§ Условие задания
С какого семестра, согласно отрывку о работе патологоанатома, у студентов мединститута начинается практика в больницах?

§ Отрывок

= = = = = = =

САМОЕ СТРАШНОЕ В РАБОТЕ ПАТОЛОГОАНАТОМА —
ТАТУИРОВКИ. ДВИГАЕШЬСЯ ПО ТЕЛУ И ВДРУГ ПОНИМАЕШЬ,
ЧТО ЗДЕСЬ ТАТУИРОВКА, КАКОЙ-ТО РИСУНОК,
ЧТО-ТО, ИМЕЮЩЕЕ ОТНОШЕНИЕ К ЖИЗНИ,
К ЖИЗНИ ЭТОГО ЧЕЛОВЕКА.
В анатомичке труп – это просто труп, предмет исследования. То же самое, что для химика колба, в которой он смешивает вещества. Ты работаешь – и всё. Это словно нечто, не имеющее отношения к людям. Самое страшное в такой работе – татуировки. Двигаешься по телу и вдруг понимаешь, что здесь татуировка, какой-то рисунок, что-то имеющее отношение к жизни, к жизни этого человека. И вот тут становится жутко. Татуировки это самое страшное в работе с мёртвым телом. Запах, конечно, тоже действует, запах смерти, да. Он особенный. Не знаю, как объяснить, но его потом всегда узнаешь точно.
В мединституте вся учёба построена так, что постепенно привыкаешь ко всему – к виду плоти и крови, к запахам разным. Медики ведь обычные люди, нас точно так же пугает кровь и отвращает запах гноя и фекалий, но мы просто этого больше видели. У студентов довольно рано (со второго семестра) начинается практика в больницах – они выполняют обязанности младшего персонала, говоря простым языком, работают «утконосами», ухаживают за больными. Потом присутствуют на операциях, смотрят, опрашивают пациентов. А на старших курсах есть судебная медицина, где ты на трупном материале ставишь диагноз, отчего умер человек. Всё это тоже составляет процесс обучения, не только лекции и книги, ты должен смотреть, касаться этого всего и привыкать.

= = = = = = =

§ Исходные данные
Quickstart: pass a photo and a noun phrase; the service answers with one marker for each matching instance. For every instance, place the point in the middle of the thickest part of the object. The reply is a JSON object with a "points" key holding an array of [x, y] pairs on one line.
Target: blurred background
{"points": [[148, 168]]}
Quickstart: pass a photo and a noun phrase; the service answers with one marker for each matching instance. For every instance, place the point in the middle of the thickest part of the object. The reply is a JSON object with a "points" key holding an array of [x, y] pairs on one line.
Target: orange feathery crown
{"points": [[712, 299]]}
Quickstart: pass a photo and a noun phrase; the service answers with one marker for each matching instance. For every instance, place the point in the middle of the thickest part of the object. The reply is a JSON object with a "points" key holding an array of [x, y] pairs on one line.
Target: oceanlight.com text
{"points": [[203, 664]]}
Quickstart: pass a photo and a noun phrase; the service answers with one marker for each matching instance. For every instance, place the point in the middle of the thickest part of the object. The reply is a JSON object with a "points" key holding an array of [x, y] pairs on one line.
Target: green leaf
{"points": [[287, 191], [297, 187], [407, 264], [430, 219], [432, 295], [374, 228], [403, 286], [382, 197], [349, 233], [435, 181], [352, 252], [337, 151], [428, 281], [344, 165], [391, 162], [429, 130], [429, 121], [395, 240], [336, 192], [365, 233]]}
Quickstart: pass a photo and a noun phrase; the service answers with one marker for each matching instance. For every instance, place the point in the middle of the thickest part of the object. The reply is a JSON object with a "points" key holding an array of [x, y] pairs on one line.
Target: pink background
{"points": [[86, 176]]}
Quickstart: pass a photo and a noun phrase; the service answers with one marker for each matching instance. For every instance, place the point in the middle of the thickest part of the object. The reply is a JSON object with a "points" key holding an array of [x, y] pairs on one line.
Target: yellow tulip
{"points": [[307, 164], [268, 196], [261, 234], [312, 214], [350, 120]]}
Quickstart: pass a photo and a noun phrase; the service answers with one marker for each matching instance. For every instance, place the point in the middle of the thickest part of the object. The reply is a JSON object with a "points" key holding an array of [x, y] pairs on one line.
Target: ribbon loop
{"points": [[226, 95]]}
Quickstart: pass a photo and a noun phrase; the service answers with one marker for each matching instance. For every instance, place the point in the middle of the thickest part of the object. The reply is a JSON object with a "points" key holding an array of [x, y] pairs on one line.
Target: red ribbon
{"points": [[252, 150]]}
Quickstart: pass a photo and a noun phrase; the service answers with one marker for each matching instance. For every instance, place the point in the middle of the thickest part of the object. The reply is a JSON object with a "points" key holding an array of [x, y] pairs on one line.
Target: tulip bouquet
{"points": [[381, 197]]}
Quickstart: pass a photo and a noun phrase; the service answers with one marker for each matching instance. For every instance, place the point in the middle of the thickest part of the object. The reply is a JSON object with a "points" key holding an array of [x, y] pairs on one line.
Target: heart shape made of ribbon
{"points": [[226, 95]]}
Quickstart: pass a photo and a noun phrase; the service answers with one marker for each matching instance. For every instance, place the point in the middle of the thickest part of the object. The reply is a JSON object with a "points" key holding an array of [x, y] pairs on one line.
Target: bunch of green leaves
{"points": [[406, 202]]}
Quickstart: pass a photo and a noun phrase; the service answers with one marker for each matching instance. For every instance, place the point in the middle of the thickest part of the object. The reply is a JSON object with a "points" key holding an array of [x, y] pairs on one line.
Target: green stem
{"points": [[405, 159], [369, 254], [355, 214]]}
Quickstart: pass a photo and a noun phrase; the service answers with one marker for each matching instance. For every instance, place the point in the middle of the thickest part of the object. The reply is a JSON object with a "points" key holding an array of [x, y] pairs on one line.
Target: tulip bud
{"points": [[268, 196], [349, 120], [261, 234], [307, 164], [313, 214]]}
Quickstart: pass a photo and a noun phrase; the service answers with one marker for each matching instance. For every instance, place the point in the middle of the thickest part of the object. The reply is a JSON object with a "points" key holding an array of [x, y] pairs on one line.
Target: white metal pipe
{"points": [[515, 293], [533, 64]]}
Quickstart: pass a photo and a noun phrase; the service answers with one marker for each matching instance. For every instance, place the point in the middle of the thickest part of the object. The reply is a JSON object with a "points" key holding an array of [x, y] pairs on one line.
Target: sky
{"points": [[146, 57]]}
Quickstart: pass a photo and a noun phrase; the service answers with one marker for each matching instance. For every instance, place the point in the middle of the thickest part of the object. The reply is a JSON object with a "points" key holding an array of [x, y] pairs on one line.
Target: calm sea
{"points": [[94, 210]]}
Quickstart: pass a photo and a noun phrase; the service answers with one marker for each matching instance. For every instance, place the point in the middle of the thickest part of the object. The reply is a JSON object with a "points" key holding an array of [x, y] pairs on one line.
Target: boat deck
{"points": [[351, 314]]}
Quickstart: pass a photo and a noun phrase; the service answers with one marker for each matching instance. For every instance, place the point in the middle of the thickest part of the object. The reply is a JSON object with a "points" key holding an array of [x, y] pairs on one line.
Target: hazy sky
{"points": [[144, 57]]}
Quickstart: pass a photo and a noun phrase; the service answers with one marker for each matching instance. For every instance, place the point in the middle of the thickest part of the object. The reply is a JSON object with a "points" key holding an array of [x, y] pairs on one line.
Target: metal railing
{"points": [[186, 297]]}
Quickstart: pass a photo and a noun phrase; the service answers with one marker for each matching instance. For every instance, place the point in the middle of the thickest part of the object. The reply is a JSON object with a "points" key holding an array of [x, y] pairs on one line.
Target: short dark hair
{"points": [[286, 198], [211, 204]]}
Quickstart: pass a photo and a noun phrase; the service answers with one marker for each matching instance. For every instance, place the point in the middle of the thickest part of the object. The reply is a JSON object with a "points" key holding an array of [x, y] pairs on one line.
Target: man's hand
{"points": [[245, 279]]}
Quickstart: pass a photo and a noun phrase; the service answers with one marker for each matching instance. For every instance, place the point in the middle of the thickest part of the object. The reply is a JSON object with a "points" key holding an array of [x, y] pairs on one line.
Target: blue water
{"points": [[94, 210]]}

= = = = = = =

§ Письменное решение
Со второго семестра.